▸ EXCERPT TO READ
☆ ☆ ☆ ☆ ☆

What to Do if an Ailing Family Member Does Not Have Power of Attorney

A power of attorney is a legal document, which empowers a named individual to act on behalf of the grantor. It can be specific, limited to one task such as selling a farm. It can be broad, to handle all of my personal and business affairs. It is particularly useful between persons in a close relationship when one of them become ill and unable to perform essential functions.

Powers of attorney for health care and durable powers of attorney are tools for carrying out the wishes of a person who, because of illness or incapacity, can no longer make decisions independently.

A durable power of attorney is not a living will, which directs everyone to follow the wishes of the maker. For example, a living will can direct health care providers to restrict treatments in the event of a catastrophic event. A living will is not an authorization to a named person; rather it is a set of instructions to limit or advise everyone.

The power of attorney is not a will because the power expires upon the death of the grantor. It is an instrument to empower a named individual to act as if the grantor were present. The power enables the attorney-in-fact to do things that the grantor could do. In healthcare settings, this includes medical decisions such as procedures and suspension of care.

It is essential to discuss the power of attorney while the parties are in good health and sound mental state. The legal requirement for granting a power of attorney is that the grantor be in sound mental state. They must know what they are doing when they give powers to act on their behalf.

☆ ☆ ☆ ☆ ☆

▸ DATA FOR REVIEW
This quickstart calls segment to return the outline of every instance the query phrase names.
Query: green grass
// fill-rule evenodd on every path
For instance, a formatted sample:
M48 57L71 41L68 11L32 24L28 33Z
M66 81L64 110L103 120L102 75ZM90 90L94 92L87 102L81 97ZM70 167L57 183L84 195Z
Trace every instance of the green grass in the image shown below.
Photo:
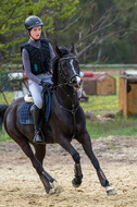
M87 120L87 130L91 138L107 137L110 135L137 135L137 119L115 118L113 122Z
M116 113L119 111L119 75L113 76L116 78L116 95L88 96L89 101L80 104L84 110L92 111L95 114Z

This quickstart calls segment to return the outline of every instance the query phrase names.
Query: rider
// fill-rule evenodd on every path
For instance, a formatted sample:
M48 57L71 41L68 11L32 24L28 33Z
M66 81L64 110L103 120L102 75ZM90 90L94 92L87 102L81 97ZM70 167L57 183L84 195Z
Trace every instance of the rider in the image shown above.
M41 92L46 83L52 84L51 60L55 57L51 44L41 38L42 21L38 16L25 20L29 40L21 46L23 66L28 77L29 92L34 99L33 118L35 122L34 143L42 143Z

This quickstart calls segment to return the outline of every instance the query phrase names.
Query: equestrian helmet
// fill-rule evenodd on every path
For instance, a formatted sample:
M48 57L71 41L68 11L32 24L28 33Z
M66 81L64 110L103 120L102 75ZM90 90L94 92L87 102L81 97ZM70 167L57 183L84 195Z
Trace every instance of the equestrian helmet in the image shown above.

☆ ☆ ☆ ☆ ☆

▸ TASK INSTRUCTIONS
Continue the text on powers of attorney from its last sentence. The items have nothing to do with the text on powers of attorney.

▸ RESULT OF THIS EXERCISE
A durable power of attorney must state that it empowers the attorney-in-fact to act in the event of illness and incapacity. The purpose of a power of attorney is to act as if the grantor were there personally. It is essential to that goal that the grantor has a sound mind and a clear idea of what he or she intends.

A typical situation occurs in many families, an elderly parent, or an ill spouse has no power of attorney. While discussing it is better while everyone is in reasonable health and can make calm reflective decisions, there are occasions when events overtake that opportunity. It is perhaps frightening to some and unsettling to most people, to consider the possibility that an illness can rob them of the ability to move about, make decisions, and perform necessary acts.

Perhaps the best approach is a truth. Age and illness can affect anyone, and a simple act of preparedness will ensure proper handling of personal and business matters. It is also useful to discuss that a power of attorney is revocable at will and can be changed at any time.

A power of attorney is an essential part of planning for estates and health emergencies. In a period of illness, someone must perform many critical tasks and make critical decisions. The absence of a power to act can cause losses and make day-to-day matters difficult. It is a prudent step to take.